§ Source text
((
At least not the one we think we see most nights.
What we’re actually seeing, according to Peppers, a former chess player, is an artistic creation projected onto the ionosphere using NASA grade light bulbs by our planet’s governments in attempts to disguise the colonization of our satellite.
An ancient asteroid collision didn’t form our moon: Earth’s missing mass was caused by big construction storing dirt on the dark side of the Earth (the side you can’t see from wherever you are) until it could be brought up to the moon in secret. The moon was once just a small white asteroid not very far away from Earth before the “elite” began colonization, and that increase in lunar mass literally caused the satellite to be pulled closer to the sun (and so further from Earth). When old timers say “back in my day, the moon was a lot closer” Peppers says you should believe them. Additionally, this extra mass is causing super storms here on Earth, stripping sand from its deserts and bamboo from its oceans. These are the causes of global warming.
Humans have been going to the moon since 1936 using Nazi rocket tech, says Peppers, as part of Pres. Roosevelt’s five point plan for the survival of American wealth, while other countries entered into the secret pact in later years out of necessity. It’s the lunar surface that the world’s wealthiest, most elite niche of society call home. They live in giant glass mansions on a moon that is neither gray nor dusty. Instead, it’s man made lush gardens and carefully tended farms.
))
§ Listed entries
((
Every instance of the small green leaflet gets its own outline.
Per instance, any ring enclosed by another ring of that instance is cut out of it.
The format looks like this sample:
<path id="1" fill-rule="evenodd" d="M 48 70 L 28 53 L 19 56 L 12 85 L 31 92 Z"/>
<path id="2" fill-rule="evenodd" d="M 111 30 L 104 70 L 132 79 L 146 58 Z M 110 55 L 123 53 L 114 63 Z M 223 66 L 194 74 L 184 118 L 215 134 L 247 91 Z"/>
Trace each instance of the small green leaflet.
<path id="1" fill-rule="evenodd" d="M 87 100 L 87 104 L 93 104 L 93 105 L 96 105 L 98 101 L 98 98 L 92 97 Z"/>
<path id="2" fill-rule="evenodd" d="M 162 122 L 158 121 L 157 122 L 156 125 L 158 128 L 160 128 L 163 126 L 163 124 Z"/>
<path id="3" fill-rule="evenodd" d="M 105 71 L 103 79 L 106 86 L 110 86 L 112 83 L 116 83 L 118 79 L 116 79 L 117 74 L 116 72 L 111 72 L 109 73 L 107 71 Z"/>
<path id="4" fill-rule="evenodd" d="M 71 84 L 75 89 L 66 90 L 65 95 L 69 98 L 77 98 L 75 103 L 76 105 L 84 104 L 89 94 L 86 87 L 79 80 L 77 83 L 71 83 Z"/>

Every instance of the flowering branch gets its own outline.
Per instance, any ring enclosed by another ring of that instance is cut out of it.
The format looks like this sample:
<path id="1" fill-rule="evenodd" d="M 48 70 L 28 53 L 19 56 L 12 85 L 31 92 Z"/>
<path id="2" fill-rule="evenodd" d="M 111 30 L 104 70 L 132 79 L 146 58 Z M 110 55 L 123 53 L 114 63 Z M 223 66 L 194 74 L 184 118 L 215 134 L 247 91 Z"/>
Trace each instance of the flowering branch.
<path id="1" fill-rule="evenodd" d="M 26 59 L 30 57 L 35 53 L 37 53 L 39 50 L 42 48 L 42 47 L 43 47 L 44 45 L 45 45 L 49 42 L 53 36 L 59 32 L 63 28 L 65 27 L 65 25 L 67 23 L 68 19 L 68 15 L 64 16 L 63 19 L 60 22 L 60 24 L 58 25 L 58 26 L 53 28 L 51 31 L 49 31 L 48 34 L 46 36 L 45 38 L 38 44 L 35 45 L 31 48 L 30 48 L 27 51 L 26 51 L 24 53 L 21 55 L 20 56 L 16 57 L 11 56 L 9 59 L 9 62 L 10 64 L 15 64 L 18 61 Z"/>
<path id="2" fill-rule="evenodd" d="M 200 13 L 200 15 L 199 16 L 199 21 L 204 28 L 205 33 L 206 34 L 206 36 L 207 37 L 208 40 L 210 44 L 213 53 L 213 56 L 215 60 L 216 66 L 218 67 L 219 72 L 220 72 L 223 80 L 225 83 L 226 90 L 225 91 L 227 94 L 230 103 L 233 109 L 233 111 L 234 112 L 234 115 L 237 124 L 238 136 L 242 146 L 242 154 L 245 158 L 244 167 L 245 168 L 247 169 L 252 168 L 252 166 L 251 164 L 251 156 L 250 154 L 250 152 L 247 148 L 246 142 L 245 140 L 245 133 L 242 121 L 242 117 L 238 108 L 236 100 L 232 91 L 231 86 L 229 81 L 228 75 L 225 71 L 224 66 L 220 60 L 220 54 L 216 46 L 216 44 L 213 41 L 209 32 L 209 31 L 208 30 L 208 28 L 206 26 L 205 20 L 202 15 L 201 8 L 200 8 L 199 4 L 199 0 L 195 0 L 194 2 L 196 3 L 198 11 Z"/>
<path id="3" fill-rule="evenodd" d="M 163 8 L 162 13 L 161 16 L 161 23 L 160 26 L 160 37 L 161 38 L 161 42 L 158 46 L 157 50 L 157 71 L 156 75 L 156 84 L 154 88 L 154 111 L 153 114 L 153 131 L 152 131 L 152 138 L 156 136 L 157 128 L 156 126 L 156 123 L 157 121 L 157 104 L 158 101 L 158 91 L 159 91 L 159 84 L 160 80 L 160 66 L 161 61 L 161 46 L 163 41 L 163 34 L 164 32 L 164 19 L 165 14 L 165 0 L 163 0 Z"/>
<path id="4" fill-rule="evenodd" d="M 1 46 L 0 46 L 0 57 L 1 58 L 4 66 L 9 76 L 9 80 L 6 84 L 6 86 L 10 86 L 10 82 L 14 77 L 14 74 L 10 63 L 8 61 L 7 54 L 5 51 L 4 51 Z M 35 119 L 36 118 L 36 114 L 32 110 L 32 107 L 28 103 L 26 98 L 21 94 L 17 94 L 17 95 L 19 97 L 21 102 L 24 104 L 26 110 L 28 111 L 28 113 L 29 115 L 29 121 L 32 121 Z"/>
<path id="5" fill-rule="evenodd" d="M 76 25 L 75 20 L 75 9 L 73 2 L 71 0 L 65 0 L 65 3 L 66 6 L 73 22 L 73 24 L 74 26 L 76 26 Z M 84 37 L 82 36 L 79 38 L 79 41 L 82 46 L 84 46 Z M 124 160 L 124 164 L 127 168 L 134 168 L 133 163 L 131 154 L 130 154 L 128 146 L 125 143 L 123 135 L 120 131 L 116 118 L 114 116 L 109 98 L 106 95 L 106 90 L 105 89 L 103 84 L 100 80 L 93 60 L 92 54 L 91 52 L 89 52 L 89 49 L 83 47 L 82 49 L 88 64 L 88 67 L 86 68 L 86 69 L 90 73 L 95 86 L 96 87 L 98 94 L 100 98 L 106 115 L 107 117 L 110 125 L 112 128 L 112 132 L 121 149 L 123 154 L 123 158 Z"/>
))
§ Task to complete
Could you carry on the text about Peppers's moon-colonization theory past its final sentence?

§ Output for this exercise
What’s that you say? How can that be? Surely we’d see it in the night sky, shining green and blue. Enter Peppers.
The old “man in the moon” was just a cheap fake, as those in charge thought nobody would notice the slow lunar greening. But with demand for higher quality consumer telescopes peaking after the release of “Poor Richard’s Heart Attack” the world’s powerful knew they needed a more realistic prop. According to the author, the rumors were true about Bisney: his studio made the moon from 1945 to 1959 until Bisney’s growing dementia caused the movie legend to insist “his” moon “be made of cheese, like all great moons,” leaving the US Government to pursue other avenues.
In the early 1960s, “moonies” and “lunists” (fake moon conspiracy theorists) began disrupting public astronomy gatherings with their songs and speeches. (See Fitzen Spertz’s excellent This Moon Is Our Moon for an in depth examination of those turbulent years.) These controversies were met with scorn by NASA, who chose to mostly ignore the growing call for the agency to make public the results of their latest Apollo missions which had only recently started using rockets instead of the more time-tested hot air balloon. Balloons also suggested man was still decades away from visiting the moon, which, according to Peppers, suited the space agency just fine.
After all, hi tech means a new, equally hi tech model would be required to keep the illusion intact, so NASA was running out of time to come up with something. Our moon was already 20% green by then with its entire dark side lit up and its inhabitants looking to expand onto the light side, leaving NASA no choice but to “land” to squelch rumors. Calling the moon landing filmed in “astronot” Chuck Luke’s garage an “obvious fake,” Peppers presents an oddly specific scenario: odd in that it is so specific and, well, just plain odd as well.
With too many questions, consumer telescopes getting better, the next moon model not ready for another eight months, and Bisney busy filming The Commuter Wore Tennis Shoes, Luke and his crew of “phony balonies” used the fog machine and the flag from that movie to “perpetrate a hoax on the whole of the world.”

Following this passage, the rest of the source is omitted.